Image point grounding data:

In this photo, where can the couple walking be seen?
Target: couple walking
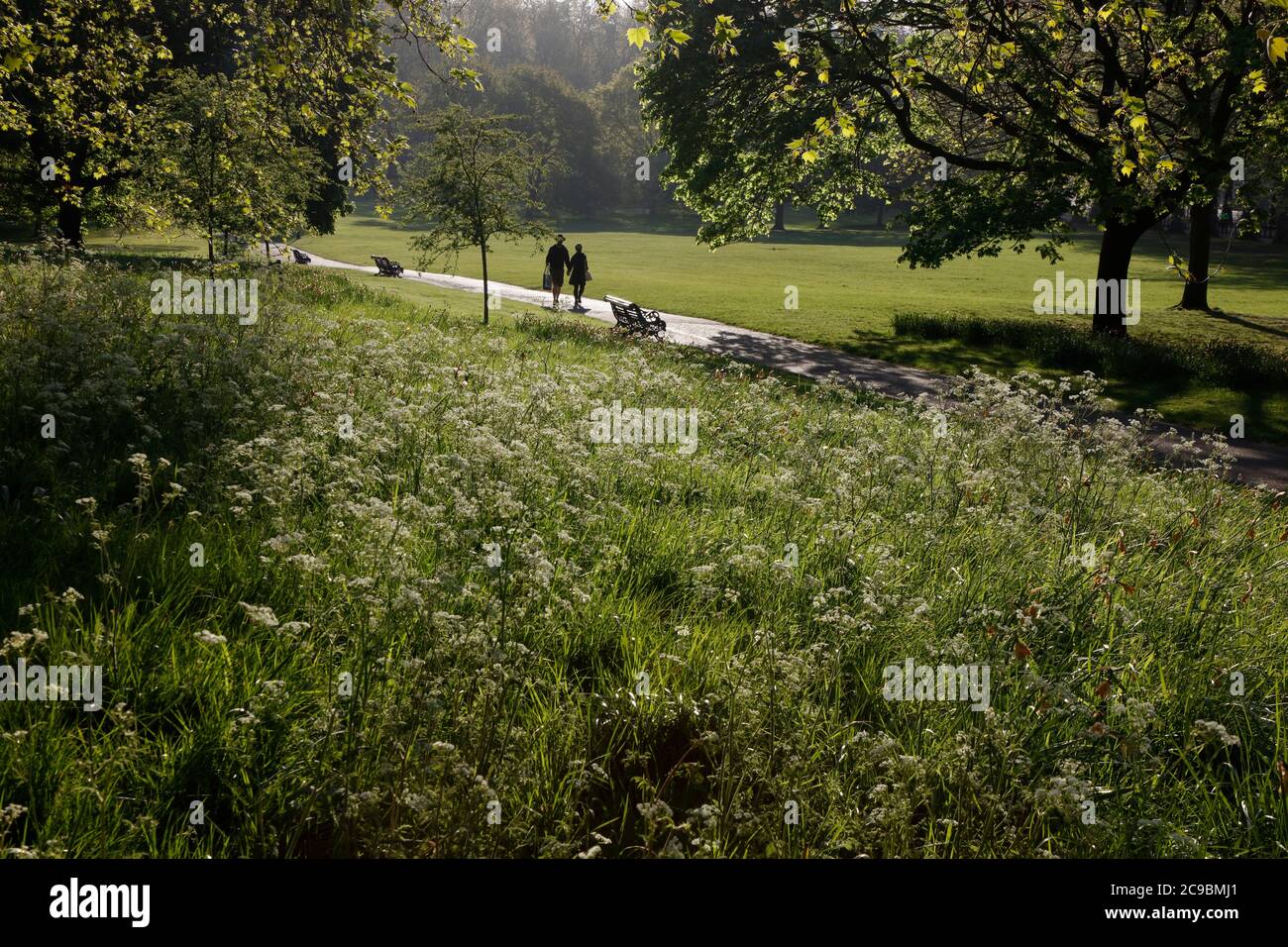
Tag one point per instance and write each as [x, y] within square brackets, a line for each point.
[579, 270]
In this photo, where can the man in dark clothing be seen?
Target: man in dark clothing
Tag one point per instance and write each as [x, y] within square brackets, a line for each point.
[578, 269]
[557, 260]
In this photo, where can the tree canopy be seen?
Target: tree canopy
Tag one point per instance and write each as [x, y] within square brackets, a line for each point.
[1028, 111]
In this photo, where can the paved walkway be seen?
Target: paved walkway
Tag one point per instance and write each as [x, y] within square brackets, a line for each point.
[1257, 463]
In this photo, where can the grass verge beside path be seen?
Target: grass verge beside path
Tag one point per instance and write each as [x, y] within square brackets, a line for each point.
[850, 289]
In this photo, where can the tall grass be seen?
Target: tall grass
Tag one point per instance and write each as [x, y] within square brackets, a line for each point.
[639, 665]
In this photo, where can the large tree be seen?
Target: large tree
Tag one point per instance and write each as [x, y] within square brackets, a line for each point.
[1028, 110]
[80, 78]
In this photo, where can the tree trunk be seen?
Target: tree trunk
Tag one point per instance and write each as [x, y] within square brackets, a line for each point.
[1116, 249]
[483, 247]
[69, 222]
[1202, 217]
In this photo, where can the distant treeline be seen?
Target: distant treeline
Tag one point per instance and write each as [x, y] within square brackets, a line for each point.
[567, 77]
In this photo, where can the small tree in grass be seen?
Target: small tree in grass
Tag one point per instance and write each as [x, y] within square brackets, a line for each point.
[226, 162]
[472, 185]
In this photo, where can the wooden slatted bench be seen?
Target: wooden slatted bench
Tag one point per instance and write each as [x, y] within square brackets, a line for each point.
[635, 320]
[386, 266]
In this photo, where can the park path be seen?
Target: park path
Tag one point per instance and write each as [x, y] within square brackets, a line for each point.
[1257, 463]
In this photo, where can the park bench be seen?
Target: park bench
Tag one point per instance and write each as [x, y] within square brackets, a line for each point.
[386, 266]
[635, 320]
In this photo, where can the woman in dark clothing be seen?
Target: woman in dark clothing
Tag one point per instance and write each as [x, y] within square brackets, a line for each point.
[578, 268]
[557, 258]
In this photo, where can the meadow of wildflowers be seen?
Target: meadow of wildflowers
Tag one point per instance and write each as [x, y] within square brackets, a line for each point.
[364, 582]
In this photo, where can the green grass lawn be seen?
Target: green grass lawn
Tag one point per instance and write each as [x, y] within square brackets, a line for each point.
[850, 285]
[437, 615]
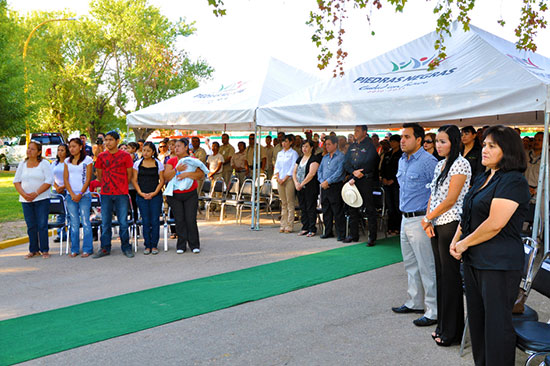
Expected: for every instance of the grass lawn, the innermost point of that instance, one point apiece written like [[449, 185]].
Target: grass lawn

■ **Task details**: Return the lines from the one containing "Target: small tree in grass" through the last line of the records, both included, exactly as written and with no pictures.

■ **Written reply**:
Target: small tree in grass
Tag one point per instance and write each as [x, y] within square brackets, a line for each point.
[226, 162]
[472, 185]
In this photo, where can the wooden slatted bench be seen?
Target: wooden slatted bench
Tag one point per instance and write each as [x, y] within square brackets, a line for each point.
[635, 320]
[386, 266]
In this photo, where can the park path be seen?
Target: park path
Tag one point per instance and write each as [x, y] within square brackets, a line for each point.
[1257, 463]
In this photo, where can the park bench be seen?
Target: park bench
Tag one point per instance and write each as [x, y] within square brackets, a line for each point.
[386, 266]
[635, 320]
In this photo, where can the woman in dark clothing be seen?
Target: woman in dark clothing
Tag one point per instance and write each as [x, y] within square brackets, a line for each point.
[578, 268]
[557, 258]
In this photo, where can the meadow of wildflowers be seen?
Target: meadow of wildflowers
Tag one point per instance and write each as [x, y] within square brackets, a line for each point.
[364, 582]
In this photo, where can the green grass lawn be seen?
Target: green grass lawn
Tag one point per instance and write each as [x, y] within square brackets, a line for each point.
[850, 285]
[437, 615]
Expected: for every instance of the grass lawn, the innermost point of that instance, one point apiece written like [[449, 185]].
Target: grass lawn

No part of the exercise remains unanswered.